§ **Testo fornito**:
Il 14 ottobre 1980 si svolse a Torino  la celebre “marcia dei quarantamila”, che chiuse un ciclo di lotte, lungo oltre un decennio, della classe operaia italiana.  Proponiamo ai nostri lettori ampi estratti di un articolo pubblicato su FalceMartello 23 dell’ottobre 1988 sui 35 giorni della lotta della Fiat: riteniamo che mantenga la sua attualità sulle cause della sconfitta e sugli insegnamenti che ancora oggi possono trarre i giovani e i lavoratori di questo paese.
Sul periodo fondamentale per la storia del movimento operaio italiano che va dall’Autunno caldo alla sconfitta della Fiat del 1980, rimandiamo agli approfondimenti disponibili su questo sito.

Sono le 16,30 dell’11 settembre 1980. Alla sede torinese di Cgil-Cisl-Uil tre commessi dell’Unione industriali consegnano altrettante raccomandate a mano; sono l’annuncio da parte della Fiat di 14.496 licenziamenti.

§ **Voci**:
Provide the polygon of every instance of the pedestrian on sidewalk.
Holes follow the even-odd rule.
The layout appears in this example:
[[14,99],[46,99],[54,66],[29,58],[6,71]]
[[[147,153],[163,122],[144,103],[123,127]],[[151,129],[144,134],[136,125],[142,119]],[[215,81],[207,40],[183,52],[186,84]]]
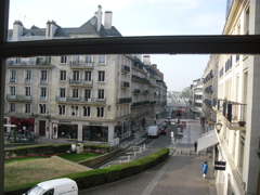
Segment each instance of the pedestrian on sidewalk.
[[203,176],[204,176],[204,178],[206,178],[206,174],[208,172],[208,164],[207,164],[207,161],[205,161],[204,165],[202,165],[202,167],[203,167]]
[[197,153],[197,141],[194,142],[194,150],[195,150],[195,153]]

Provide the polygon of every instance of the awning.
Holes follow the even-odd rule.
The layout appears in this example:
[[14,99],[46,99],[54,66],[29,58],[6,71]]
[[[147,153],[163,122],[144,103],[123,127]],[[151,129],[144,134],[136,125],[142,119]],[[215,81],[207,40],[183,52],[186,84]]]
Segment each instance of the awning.
[[219,143],[219,140],[217,138],[216,131],[209,131],[202,134],[202,138],[197,140],[197,153],[206,150],[208,147],[212,147]]

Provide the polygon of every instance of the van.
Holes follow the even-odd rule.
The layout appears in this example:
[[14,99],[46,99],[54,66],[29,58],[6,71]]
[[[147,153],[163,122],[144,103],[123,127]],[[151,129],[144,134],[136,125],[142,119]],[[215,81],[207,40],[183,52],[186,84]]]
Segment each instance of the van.
[[159,135],[159,127],[158,126],[150,126],[148,127],[148,136],[158,136]]
[[68,178],[38,183],[23,195],[78,195],[78,185]]

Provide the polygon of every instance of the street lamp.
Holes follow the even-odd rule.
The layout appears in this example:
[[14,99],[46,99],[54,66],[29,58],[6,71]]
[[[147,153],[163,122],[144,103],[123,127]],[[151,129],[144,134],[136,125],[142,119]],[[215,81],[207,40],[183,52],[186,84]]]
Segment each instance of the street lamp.
[[217,129],[217,132],[219,133],[221,128],[222,128],[222,123],[221,122],[217,122],[217,123],[214,123],[214,127]]

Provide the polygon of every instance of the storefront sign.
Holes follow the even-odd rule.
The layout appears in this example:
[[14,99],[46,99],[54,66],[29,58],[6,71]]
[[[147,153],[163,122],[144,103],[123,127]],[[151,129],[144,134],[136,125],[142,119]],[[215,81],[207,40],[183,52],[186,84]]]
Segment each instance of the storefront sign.
[[62,122],[62,123],[72,123],[72,121],[69,121],[69,120],[58,120],[58,122]]
[[225,170],[225,161],[214,161],[214,170]]
[[92,126],[102,126],[102,122],[89,122]]

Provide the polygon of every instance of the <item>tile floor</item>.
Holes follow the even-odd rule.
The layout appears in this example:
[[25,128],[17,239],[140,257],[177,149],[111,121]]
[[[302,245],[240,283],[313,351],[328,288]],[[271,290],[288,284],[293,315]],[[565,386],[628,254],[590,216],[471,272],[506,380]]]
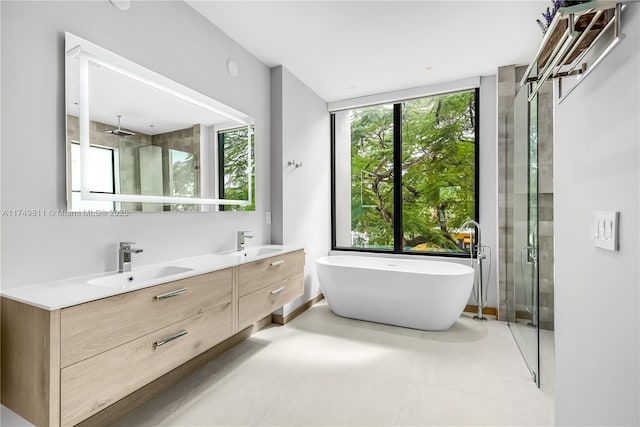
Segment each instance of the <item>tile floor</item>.
[[506,323],[446,332],[335,316],[270,326],[121,418],[124,426],[553,424]]

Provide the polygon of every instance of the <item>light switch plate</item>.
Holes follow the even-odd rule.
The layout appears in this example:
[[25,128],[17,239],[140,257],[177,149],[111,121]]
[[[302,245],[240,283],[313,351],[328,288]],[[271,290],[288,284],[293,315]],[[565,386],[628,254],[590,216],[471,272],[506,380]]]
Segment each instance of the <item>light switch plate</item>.
[[618,223],[620,212],[593,211],[591,227],[593,246],[610,251],[618,250]]

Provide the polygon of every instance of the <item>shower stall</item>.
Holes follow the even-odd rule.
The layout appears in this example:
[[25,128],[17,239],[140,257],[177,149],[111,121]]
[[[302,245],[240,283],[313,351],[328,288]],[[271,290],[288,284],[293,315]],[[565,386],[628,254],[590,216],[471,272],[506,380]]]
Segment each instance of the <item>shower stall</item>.
[[530,97],[518,87],[522,68],[511,68],[512,102],[500,119],[501,317],[532,380],[553,387],[553,86]]

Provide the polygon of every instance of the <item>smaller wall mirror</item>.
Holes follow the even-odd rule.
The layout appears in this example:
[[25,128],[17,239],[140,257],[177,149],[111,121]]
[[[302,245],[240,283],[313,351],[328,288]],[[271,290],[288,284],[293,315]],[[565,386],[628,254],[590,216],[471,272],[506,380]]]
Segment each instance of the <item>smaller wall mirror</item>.
[[255,208],[251,117],[65,36],[68,210]]

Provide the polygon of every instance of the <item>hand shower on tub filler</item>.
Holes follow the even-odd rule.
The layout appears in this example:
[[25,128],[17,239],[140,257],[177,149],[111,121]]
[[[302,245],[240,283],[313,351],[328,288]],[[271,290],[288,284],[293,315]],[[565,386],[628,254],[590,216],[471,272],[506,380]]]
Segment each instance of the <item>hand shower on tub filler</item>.
[[[471,227],[469,227],[471,226]],[[474,279],[473,279],[473,292],[474,299],[476,300],[476,304],[478,304],[478,314],[473,316],[474,320],[477,321],[486,321],[487,318],[482,315],[482,309],[487,306],[487,289],[486,286],[483,285],[484,275],[482,274],[482,260],[486,259],[485,249],[489,251],[489,269],[487,274],[487,283],[489,282],[489,278],[491,277],[491,248],[489,246],[482,244],[482,233],[480,231],[480,224],[476,221],[470,219],[465,221],[461,226],[461,229],[475,228],[475,239],[472,233],[469,233],[469,257],[471,260],[471,268],[476,271]],[[475,240],[475,245],[474,245]],[[474,250],[475,249],[475,250]],[[474,265],[474,253],[475,253],[475,264],[478,265],[478,269],[476,270]]]

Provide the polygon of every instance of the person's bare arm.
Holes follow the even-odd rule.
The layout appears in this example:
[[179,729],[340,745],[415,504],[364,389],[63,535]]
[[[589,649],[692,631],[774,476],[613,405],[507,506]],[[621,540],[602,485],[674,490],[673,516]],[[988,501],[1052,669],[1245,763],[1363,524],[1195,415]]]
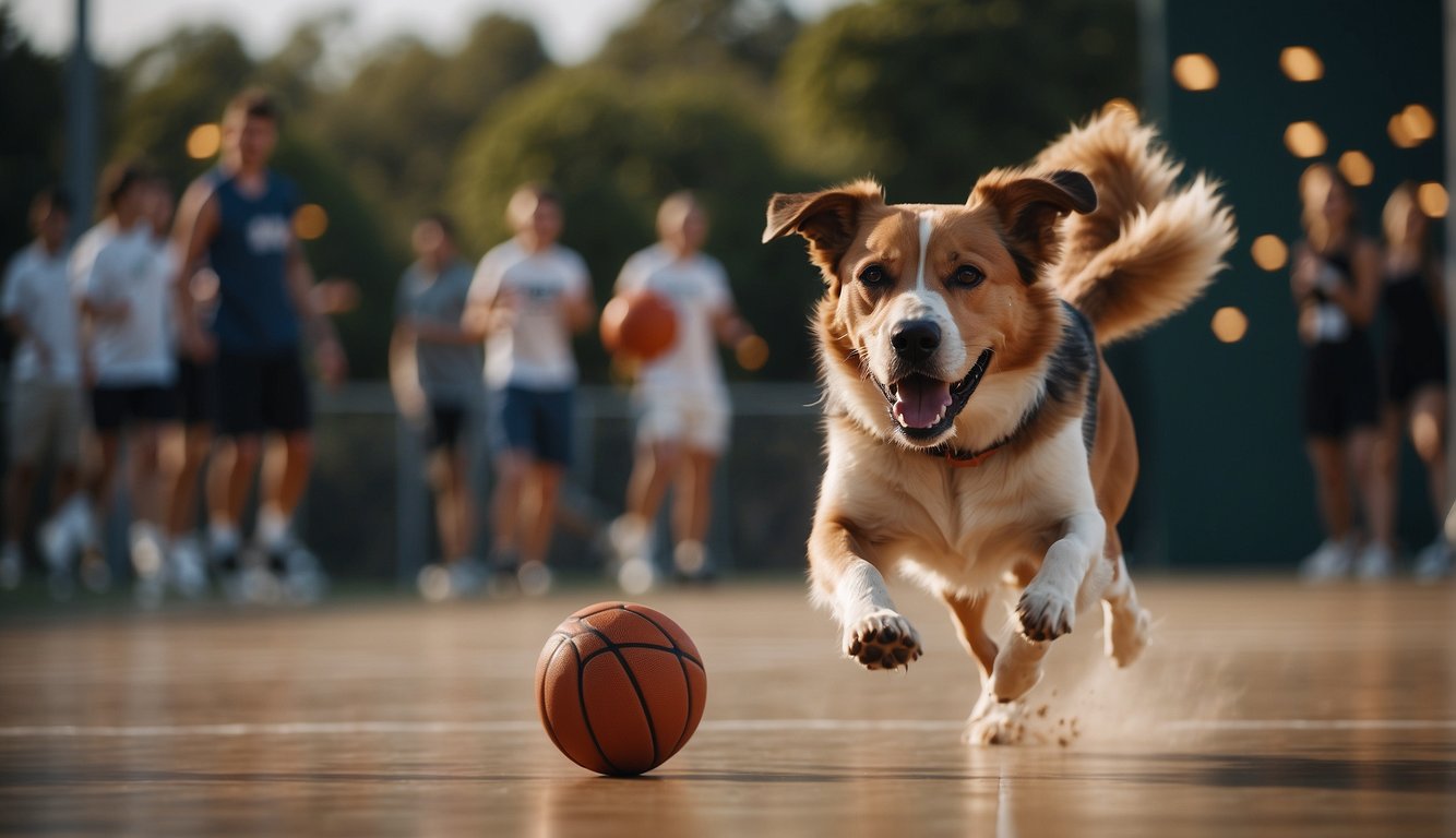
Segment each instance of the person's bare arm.
[[192,276],[202,269],[207,249],[217,236],[220,221],[213,188],[202,182],[188,186],[172,223],[172,247],[178,253],[178,272],[172,276],[172,316],[178,320],[178,336],[183,352],[198,361],[211,356],[215,346],[197,320]]
[[1335,284],[1329,298],[1345,310],[1356,326],[1369,326],[1380,304],[1380,249],[1373,242],[1358,240],[1350,259],[1354,288]]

§ **Consegne**:
a. Rispondi in base al testo sulla lotta alla Fiat:
(i) In che data si svolse a Torino la "marcia dei quarantamila"?
(ii) Di quanti giorni fu la lotta della Fiat trattata nell'articolo di FalceMartello?
(iii) Quanti licenziamenti annunciò la Fiat con le raccomandate dell'11 settembre 1980?
b. Indica quante righe dell'elenco contengono la parola "mirror".
Il testo e l'elenco hanno origini diverse.

§ **Soluzioni**:
a.
(i) Il 14 ottobre 1980.
(ii) 35 giorni.
(iii) 14.496.

b. 2